Существует два противоположных подхода к проблеме использования данных этнографии для реконструкции первобытной древности. Один из них можно назвать гиперкритическим. Его представляют, как правило, археологи. В основе этого подхода находится вполне оправданное критическое отношение к широко распространенному приему прямых сопоставлений между фактами археологии и этнографии, к так называемому методу археолого-этнографических аналогий. Действительно, прямые аналогии между древними и современными первобытными обществами порою способны лишь ввести в заблуждение. Современная наука нуждается в более совершенной методике. Но не следует на этом основании отрицать самую возможность интерпретации археологических материалов с помощью этнографии. Отказ от обращения к этнографии делает саму интерпретацию невозможной или недоказуемой.

Другой подход являет собою довольно распространенный прием умозрительных построений, либо игнорирующий факты, либо привлекающий их произвольно, избирательно, для подкрепления априорной гипотезы, заранее сконструированной схемы, не вытекающей из фактов, а навязываемой себя им. Здесь зачастую бессистемно, некритически собраны обычаи народов, находящихся на самых различных уровнях общественного развития. По образному сравнению Р.Бенедикт, перед читателем возникает некое чудовище "с правым глазом с островов Фиджи, левым – из Европы, одной ногой с Огненной Земли, другой – с Таити... Такая фигура не соответствует реальности ни в прошлом, ни в настоящем".8

Обеим этим крайностям я хотел бы противопоставить иной подход, который в самых общих чертах можно сформулировать следующим образом.

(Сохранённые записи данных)
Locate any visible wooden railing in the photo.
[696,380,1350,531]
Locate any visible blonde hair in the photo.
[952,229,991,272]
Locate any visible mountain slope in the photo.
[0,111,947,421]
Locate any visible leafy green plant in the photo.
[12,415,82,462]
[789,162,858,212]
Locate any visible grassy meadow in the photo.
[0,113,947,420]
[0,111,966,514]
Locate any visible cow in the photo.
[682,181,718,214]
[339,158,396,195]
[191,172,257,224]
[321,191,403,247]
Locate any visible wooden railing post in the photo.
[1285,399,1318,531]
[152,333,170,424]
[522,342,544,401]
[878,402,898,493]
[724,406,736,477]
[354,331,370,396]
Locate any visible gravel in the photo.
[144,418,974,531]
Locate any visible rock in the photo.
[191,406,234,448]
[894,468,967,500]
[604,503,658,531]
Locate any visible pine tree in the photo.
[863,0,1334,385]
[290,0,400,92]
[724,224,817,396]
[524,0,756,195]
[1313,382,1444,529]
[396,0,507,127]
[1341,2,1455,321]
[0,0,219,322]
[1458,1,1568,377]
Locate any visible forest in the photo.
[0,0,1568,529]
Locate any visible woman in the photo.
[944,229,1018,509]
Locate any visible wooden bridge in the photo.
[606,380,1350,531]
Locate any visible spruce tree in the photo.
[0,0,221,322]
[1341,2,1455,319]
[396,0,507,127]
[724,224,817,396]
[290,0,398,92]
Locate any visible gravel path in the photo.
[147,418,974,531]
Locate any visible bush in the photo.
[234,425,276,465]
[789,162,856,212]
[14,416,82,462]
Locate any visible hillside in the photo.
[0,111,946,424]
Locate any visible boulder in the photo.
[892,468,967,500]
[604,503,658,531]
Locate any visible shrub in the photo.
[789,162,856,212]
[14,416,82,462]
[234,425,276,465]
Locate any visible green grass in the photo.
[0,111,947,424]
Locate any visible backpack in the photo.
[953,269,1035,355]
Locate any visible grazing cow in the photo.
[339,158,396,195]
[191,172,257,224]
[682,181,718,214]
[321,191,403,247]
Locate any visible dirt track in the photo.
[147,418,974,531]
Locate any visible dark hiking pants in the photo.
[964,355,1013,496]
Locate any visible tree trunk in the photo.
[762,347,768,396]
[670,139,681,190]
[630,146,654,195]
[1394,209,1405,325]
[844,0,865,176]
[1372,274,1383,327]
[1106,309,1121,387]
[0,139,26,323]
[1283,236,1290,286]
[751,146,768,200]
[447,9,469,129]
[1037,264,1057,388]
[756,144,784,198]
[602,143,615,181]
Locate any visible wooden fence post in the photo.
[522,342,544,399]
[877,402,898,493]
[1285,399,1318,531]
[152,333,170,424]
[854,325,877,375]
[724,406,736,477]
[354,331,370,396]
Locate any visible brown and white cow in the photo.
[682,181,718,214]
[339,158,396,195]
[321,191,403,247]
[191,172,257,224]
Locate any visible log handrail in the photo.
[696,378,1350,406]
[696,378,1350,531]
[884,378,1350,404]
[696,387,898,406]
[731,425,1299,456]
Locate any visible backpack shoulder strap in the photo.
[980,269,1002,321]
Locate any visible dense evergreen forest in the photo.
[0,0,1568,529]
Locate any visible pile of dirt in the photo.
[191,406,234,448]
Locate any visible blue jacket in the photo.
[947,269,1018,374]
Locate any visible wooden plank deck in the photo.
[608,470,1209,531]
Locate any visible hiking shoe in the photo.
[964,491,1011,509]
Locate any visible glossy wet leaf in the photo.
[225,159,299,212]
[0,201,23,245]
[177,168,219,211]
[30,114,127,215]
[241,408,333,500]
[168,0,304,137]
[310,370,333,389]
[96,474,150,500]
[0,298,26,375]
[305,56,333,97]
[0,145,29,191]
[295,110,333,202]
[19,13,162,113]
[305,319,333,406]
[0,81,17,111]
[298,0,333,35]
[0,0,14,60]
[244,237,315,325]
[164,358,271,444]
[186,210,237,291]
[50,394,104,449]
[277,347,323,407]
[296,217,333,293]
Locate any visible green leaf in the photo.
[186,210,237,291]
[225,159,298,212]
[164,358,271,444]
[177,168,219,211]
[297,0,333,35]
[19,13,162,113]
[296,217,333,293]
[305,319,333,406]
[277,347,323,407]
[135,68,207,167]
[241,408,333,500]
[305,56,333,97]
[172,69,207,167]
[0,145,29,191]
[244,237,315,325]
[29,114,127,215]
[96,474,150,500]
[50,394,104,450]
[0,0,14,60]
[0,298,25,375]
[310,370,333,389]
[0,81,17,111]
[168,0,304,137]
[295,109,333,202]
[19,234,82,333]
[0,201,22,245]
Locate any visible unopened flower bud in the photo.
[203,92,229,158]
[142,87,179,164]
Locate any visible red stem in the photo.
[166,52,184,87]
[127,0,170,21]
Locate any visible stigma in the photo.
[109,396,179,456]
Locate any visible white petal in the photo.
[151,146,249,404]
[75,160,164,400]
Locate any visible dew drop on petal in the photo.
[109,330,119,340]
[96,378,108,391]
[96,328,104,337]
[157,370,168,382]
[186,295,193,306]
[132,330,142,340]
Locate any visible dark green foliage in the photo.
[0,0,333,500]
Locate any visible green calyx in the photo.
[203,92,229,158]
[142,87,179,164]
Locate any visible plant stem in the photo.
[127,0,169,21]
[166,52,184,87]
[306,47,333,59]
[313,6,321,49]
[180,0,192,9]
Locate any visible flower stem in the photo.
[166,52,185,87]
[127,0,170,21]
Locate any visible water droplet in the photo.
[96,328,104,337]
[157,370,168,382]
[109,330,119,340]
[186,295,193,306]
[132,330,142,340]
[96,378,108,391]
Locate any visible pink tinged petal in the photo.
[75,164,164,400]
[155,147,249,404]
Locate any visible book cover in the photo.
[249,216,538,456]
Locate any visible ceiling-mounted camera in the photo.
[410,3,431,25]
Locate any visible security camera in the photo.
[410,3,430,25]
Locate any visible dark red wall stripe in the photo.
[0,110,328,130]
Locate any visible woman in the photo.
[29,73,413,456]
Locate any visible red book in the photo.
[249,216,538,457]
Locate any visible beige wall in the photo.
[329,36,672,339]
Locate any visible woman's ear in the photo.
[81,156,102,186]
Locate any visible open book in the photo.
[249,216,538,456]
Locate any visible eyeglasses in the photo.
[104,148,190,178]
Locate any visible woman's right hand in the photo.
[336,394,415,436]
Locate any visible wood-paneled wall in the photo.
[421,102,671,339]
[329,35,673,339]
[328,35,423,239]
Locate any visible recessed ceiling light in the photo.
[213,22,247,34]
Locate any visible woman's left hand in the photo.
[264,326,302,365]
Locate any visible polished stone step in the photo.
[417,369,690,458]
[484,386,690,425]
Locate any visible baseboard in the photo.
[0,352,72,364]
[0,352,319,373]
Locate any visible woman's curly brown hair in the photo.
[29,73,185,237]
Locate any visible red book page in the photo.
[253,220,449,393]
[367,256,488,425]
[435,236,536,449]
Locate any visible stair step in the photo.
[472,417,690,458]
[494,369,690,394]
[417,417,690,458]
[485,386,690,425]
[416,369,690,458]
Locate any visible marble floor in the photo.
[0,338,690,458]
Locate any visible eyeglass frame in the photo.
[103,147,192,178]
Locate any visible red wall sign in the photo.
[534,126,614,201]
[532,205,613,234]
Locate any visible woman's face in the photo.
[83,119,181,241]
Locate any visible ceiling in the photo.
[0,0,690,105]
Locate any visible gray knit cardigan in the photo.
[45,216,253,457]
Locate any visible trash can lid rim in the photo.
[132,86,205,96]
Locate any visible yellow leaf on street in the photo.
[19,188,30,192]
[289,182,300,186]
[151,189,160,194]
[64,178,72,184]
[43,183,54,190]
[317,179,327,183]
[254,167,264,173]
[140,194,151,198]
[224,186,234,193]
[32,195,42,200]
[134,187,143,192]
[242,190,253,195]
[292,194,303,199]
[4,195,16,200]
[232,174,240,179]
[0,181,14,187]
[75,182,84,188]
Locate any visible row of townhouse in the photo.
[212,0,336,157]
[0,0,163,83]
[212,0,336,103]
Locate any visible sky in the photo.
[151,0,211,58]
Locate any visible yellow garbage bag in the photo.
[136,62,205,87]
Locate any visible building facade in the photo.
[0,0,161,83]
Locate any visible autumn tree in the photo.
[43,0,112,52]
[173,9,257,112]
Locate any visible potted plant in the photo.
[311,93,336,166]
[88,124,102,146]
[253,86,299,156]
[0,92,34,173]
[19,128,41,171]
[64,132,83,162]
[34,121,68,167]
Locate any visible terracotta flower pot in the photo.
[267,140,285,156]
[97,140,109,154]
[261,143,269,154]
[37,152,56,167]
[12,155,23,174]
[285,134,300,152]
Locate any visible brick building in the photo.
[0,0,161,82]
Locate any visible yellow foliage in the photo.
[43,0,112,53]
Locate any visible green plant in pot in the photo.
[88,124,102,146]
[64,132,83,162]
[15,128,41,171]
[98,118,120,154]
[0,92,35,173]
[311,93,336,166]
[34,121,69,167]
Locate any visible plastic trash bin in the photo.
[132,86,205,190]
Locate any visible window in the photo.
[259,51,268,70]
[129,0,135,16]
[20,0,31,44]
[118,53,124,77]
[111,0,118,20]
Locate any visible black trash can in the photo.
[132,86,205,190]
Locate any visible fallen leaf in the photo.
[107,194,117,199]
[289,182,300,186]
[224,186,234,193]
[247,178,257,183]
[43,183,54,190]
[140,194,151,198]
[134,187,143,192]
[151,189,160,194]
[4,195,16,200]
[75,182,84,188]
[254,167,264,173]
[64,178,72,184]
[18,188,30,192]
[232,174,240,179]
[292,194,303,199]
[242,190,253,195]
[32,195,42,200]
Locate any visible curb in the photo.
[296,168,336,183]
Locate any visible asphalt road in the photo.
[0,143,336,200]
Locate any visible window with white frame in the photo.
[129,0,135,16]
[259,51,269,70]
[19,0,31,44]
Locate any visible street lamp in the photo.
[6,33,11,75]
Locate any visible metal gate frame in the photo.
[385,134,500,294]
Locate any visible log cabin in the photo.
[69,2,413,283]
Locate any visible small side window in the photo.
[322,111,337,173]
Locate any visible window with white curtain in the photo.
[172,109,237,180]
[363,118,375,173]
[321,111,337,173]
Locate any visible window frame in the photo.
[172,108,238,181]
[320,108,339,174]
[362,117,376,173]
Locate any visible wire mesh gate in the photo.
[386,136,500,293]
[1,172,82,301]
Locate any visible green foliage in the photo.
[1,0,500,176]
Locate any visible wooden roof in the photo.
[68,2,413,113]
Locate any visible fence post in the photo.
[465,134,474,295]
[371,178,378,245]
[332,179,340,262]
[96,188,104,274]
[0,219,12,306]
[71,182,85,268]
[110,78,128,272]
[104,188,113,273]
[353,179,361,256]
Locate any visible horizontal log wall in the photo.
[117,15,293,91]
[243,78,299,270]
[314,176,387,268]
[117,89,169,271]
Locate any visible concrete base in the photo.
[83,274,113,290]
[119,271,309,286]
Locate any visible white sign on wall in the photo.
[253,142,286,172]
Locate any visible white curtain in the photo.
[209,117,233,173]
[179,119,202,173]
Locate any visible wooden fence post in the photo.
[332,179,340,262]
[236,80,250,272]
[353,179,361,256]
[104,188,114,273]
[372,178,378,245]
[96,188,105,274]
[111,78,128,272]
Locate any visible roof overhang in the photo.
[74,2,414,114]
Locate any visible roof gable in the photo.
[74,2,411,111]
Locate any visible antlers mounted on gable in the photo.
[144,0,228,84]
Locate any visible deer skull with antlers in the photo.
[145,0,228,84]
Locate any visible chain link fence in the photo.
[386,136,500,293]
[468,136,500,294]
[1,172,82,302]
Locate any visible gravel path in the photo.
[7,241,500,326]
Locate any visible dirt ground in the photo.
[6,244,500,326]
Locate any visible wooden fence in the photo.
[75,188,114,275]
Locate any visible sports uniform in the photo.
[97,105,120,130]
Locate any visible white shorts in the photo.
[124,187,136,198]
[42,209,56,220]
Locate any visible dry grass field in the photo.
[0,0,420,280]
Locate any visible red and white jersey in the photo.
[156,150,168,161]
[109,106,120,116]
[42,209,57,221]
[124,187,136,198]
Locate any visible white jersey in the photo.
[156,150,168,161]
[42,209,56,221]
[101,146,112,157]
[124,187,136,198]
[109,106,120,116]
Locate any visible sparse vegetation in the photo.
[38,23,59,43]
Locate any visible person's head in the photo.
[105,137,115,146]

* _ПИСЬМЕННОЕ ЗАДАНИЕ_
Перескажите в двух предложениях текст о подходах к использованию этнографии для реконструкции первобытной древности.

* _РЕЗУЛЬТАТ ЗАДАНИЯ_
Первый из двух противоположных подходов, гиперкритический, представляют обычно археологи: они оправданно критикуют прямые археолого-этнографические аналогии, однако полный отказ от этнографии делает интерпретацию археологических материалов невозможной или недоказуемой. Второй подход строит умозрительные схемы, игнорируя факты или привлекая их произвольно и бессистемно собирая обычаи народов разного уровня развития, и обеим крайностям автор намерен противопоставить иной подход.